[start TEXT SECTION]

In 1963, the well-known atheist and Marxist Pier Paolo Pasolini collaborated with several directors on the satire ROGOPAG. Pasolini's segment, "La ricotta," starred Orson Welles directing a film about the life of Jesus Christ. Due to "publicly maligning the religion of the State" in his film, Pasolini received a suspended prison sentence and the film was banned. In a strange turn of events, only a year later he directed the critically acclaimed THE GOSPEL ACCORDING TO ST. MATTHEW, winning the Special Jury Prize at the Venice Film Festival and the first prize of the International Catholic Office of Cinema. Now considered one of the best cinematic adaptations of Christ's life (played by a young Spanish student of economics named Enrique Irazoqui), the film begins with Christ's birth and continues through his betrayal by Judas and crucifixion at the hands of the Scribes and Pharisees. Most of the film simply concerns Christ sharing his teachings with people, the same beliefs now inculcated into our culture so deeply that they appear secular. Working under the tenets of Italian neorealism, Pasolini shot the film outdoors in the poor Italian district of Basilicata and its capital city Matera, capturing Christ and his disciples in long shots traveling through vast natural landscapes. Pasolini cast non-professional actors (including local shopkeepers, factory workers, and truck drivers) who fully embody their characters and do not rely upon make-up or elaborate costumes; the film and its realist aesthetic benefit most from these people.  He also used actual text from the Bible rather than dramatically modifying it, which gives the film a sense of authenticity missing from other religious pictures. When later asked at a press conference why, as an atheist, he made a film about Christ, Pasolini replied, "If you know that I am an unbeliever, then you know me better than I do myself. I may be an unbeliever, but I am an unbeliever who has a nostalgia for belief." THE GOSPEL ACCORDING TO ST. MATTHEW is a great, yet atypical, protest film from the 1960s, telling a story about the origin of faith not only in God, but also in humanity and why it continues to exist. (1964, 137 min, 35mm) CW
More info at

Alfred Hitchcock's ROPE (American Revival)

[end TEXT SECTION]

# TASK LIST
1. From the film review, list the kinds of non-professional actors Pasolini cast.
2. Update the rows starting with the line with "[indicate] the blue jeans" and going on through the line with "(1039, 218)" by putting "T-shirt" in place of "shirt", and give back only those lines with nothing else altered.

[start SOURCE RECORDS]

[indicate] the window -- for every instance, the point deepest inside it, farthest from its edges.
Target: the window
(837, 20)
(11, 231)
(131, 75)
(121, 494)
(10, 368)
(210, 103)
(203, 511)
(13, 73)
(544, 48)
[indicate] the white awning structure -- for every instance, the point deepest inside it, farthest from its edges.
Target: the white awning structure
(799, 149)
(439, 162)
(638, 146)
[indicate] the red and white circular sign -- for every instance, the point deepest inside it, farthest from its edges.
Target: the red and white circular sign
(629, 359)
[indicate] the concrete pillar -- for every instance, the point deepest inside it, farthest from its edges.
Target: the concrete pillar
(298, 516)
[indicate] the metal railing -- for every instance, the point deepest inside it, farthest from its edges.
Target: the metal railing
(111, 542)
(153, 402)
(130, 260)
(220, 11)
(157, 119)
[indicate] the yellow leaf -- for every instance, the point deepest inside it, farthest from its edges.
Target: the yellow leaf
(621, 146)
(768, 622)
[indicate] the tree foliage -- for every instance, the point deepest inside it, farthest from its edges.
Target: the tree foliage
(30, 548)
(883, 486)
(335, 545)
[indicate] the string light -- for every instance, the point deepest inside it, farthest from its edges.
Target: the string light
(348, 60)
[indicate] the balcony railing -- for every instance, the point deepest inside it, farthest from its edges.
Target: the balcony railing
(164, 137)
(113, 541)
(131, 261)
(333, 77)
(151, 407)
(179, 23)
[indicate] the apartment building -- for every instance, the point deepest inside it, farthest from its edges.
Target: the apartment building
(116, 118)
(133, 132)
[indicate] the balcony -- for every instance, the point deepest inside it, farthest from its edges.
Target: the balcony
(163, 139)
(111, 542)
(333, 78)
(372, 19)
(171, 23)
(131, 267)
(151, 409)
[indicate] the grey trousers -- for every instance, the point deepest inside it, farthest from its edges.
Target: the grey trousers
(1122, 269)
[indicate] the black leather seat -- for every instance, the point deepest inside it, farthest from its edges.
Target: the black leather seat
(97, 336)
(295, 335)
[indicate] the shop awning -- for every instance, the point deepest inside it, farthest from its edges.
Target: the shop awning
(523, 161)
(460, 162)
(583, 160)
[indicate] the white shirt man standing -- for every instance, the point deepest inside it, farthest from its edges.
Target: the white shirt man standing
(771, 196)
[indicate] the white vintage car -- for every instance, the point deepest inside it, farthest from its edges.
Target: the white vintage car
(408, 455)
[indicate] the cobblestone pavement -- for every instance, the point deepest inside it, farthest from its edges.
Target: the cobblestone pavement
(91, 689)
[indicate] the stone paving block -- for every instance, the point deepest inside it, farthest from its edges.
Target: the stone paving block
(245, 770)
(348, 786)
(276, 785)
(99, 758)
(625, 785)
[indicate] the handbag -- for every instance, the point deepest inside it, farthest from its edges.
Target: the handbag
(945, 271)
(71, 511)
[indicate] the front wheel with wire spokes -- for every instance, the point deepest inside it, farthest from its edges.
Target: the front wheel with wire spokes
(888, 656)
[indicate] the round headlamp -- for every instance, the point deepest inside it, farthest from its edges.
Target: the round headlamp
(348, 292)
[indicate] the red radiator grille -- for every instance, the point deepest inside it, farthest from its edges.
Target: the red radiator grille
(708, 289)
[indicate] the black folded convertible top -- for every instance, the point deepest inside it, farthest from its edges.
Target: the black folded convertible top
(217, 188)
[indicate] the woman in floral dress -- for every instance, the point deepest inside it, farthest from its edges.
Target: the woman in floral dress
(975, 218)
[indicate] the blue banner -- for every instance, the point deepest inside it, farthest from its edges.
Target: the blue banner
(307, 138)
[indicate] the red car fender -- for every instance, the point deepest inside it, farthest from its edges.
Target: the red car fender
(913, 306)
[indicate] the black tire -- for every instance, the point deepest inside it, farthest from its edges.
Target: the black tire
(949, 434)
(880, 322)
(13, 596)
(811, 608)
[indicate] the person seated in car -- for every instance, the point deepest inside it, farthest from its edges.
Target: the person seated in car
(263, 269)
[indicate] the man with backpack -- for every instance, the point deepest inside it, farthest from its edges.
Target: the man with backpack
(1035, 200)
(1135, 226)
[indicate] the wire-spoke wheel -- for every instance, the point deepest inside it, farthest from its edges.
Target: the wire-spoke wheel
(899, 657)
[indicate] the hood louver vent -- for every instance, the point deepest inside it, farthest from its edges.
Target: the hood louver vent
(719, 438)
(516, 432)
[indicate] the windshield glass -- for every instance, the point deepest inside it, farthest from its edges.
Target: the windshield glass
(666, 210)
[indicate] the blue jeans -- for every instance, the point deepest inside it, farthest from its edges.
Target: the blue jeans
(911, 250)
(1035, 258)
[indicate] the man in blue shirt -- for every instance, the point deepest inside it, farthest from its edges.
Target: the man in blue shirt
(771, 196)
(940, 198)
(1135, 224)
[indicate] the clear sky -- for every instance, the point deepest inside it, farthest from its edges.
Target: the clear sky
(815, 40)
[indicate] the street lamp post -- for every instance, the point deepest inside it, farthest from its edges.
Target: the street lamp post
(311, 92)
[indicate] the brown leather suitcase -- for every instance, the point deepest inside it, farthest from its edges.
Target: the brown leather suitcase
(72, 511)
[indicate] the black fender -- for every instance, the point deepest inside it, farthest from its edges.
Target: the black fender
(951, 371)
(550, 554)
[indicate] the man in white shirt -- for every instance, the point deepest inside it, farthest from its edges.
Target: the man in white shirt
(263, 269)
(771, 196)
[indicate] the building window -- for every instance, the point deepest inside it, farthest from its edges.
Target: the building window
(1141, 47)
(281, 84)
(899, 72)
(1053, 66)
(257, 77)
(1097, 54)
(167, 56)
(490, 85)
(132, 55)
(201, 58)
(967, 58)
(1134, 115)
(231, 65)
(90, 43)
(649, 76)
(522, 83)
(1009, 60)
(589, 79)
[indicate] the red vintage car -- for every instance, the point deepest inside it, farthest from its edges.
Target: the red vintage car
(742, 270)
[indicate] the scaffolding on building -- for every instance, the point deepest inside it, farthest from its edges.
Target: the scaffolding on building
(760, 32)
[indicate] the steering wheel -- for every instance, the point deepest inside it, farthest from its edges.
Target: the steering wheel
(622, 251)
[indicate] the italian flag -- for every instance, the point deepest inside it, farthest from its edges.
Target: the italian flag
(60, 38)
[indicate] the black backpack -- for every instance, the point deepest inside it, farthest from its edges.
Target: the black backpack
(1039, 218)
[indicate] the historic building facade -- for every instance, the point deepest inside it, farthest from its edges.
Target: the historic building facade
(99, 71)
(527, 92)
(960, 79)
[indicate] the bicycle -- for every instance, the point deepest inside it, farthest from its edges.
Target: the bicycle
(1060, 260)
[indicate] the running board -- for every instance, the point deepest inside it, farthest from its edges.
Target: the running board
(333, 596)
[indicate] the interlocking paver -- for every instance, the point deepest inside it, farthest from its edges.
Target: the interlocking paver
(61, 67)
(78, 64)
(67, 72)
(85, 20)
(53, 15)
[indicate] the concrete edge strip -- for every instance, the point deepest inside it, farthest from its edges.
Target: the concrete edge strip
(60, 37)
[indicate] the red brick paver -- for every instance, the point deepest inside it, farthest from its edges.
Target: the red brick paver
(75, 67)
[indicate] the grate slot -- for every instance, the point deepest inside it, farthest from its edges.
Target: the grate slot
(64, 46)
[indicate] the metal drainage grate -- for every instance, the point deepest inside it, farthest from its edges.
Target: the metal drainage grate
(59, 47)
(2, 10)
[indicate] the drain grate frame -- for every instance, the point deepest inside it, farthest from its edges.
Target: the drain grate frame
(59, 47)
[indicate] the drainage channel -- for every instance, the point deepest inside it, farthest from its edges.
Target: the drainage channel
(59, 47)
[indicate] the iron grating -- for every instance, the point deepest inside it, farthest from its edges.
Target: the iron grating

[end SOURCE RECORDS]

# RESULTS OF THE EXERCISE
1. local shopkeepers, factory workers, truck drivers

2.
[indicate] the blue jeans -- for every instance, the point deepest inside it, farthest from its edges.
Target: the blue jeans
(911, 250)
(1035, 258)
[indicate] the man in blue T-shirt -- for every instance, the point deepest inside it, farthest from its edges.
Target: the man in blue T-shirt
(771, 196)
(940, 198)
(1135, 224)
[indicate] the clear sky -- for every instance, the point deepest inside it, farthest from its edges.
Target: the clear sky
(815, 40)
[indicate] the street lamp post -- for every instance, the point deepest inside it, farthest from its edges.
Target: the street lamp post
(311, 92)
[indicate] the brown leather suitcase -- for every instance, the point deepest inside it, farthest from its edges.
Target: the brown leather suitcase
(72, 511)
[indicate] the black fender -- for every instance, the point deepest inside it, farthest from its edges.
Target: the black fender
(951, 371)
(550, 554)
[indicate] the man in white T-shirt -- for every instance, the point deepest inside it, farthest from its edges.
Target: the man in white T-shirt
(263, 269)
(771, 196)
[indicate] the building window -- for every instance, the point deepest inside it, farthest from its edges.
Target: the building window
(1141, 47)
(281, 84)
(899, 72)
(1053, 66)
(257, 77)
(1097, 54)
(167, 56)
(490, 85)
(132, 55)
(201, 58)
(967, 58)
(1134, 115)
(231, 65)
(90, 43)
(649, 76)
(522, 83)
(1009, 60)
(589, 79)
[indicate] the red vintage car -- for every instance, the point deepest inside it, farthest from its edges.
Target: the red vintage car
(742, 270)
[indicate] the scaffolding on building -- for every instance, the point deepest inside it, farthest from its edges.
Target: the scaffolding on building
(760, 32)
[indicate] the steering wheel -- for every instance, the point deepest inside it, farthest from its edges.
Target: the steering wheel
(622, 251)
[indicate] the italian flag -- for every instance, the point deepest inside it, farthest from its edges.
Target: the italian flag
(60, 38)
[indicate] the black backpack -- for every instance, the point deepest inside it, farthest from its edges.
Target: the black backpack
(1039, 218)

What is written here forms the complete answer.